- **Excerpted text**
• • • • • • •

April 28, 2013 Marc Fishman 0 Comments

 

tmntongo21-pr-1-1366229894Story and Art by by Kevin Eastman, Script by Tom Waltz

For those who follow my column at ComicMix, they will no doubt know my love of the Teenage Mutant Ninja Turtles. I grew up with them. I have essentially followed their careers from their first cartoon up until the present. I admit though, that I knew nothing of their comic book counterparts. Whilst I knew the basics—that Peter Laird and Kevin Eastman mocked the current love of ninjas and Frank Miller-dom in the 80s by parodying the tropes and producing TMNT—I simply never “got on board” with their run in pulp. Knowing that, I’d been tipped to an interview of Eastman on CBR wherein he pitched issue 21 as being a great jump-on point. To his credit, I didn’t need to know much if anything about the previous 20 issues of the series in order to read #21. Of course there is one thing Eastman didn’t add in his interview… that this comic is an atrocity.

Now, this column is called ‘snarky synopsis’ because I have no qualms using hyperbole to show my true feelings. TMNT #21 is a front-to-back predictable, ugly, boring chore of a comic book. It is so bad in fact I read it twice to ensure I wasn’t missing an obvious wink and a nudge. I wasn’t. I’m in quandary as to where to begin to dissect its impotence.

How about we start with Eastman’s ‘story’. When he pitched the basic premise to CBR, it was obviously good enough to lure me in. After returning to New York from a trip to Dimension X, the Turtles are confronted with a master assassin who promptly teaches them that while ‘Ninja’ is in their nameplate, they are in fact ‘ teenagers’. In other words? They ain’t done learnin’ yet. This concept was novel to me. Very much in line with the current Nickelodeon series. By reminding the audience that our titular heroes are very much at the dawn of their journey… there are countless adventures awaiting them. For all intents and purposes? The turtles still have to grow up. To his credit? Eastman delivers that pitch in this book. And only that makes it to the page. Well, I guess he could also add in that the Shredder shows up for two pages… but that might have spoiled the whole issue! Simply put? The story here, with or without my knowledge of the premise, is shallow.

Spoiler alert! The master assassin? Splinter. See! It was all a test. Of my patience mostly. From the literal first shot we see of this “villain”, it’s beyond apparent who is behind the mask. And it’s not the visual that do it, then it’s the shoddy scripting. Roger Ebert, in his review of the first live action Turtles flick, lamented that “the only way to tell them apart is their bandanas and weapons.” Clearly Eastman and Waltz took that as a compliment. Where the Nickelodeon show boasts some characterization to each Turtle, here in the confines of the page, the TMNT act as a singular voice. A singular, plot-advancing voice. For being teens… they aren’t trivial, or trite. And while I’m not necessarily looking for a “Cowabunga” or “Booyakashah!”, I scoured the book looking for any real personality. Sadly, the minimalistic dialogue does not even relinquish a singular “rad”.

• • • • • • •

- **Written problem a**
Rewrite the entries, replacing "shadow on ground" with "shadow on pavement" and keeping everything else the same.
The entries have no connection to the comic review.

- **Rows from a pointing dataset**
• • • • • • •

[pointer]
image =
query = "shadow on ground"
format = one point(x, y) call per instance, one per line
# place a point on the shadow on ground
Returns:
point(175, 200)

• • • • • • •

- **Written problem b**
List every real person named in the comic review, including its byline.

- **Complete answer a**
[pointer]
image =
query = "shadow on pavement"
format = one point(x, y) call per instance, one per line
# place a point on the shadow on pavement
Returns:
point(175, 200)

- **Complete answer b**
Marc Fishman, Kevin Eastman, Tom Waltz, Peter Laird, Frank Miller, Roger Ebert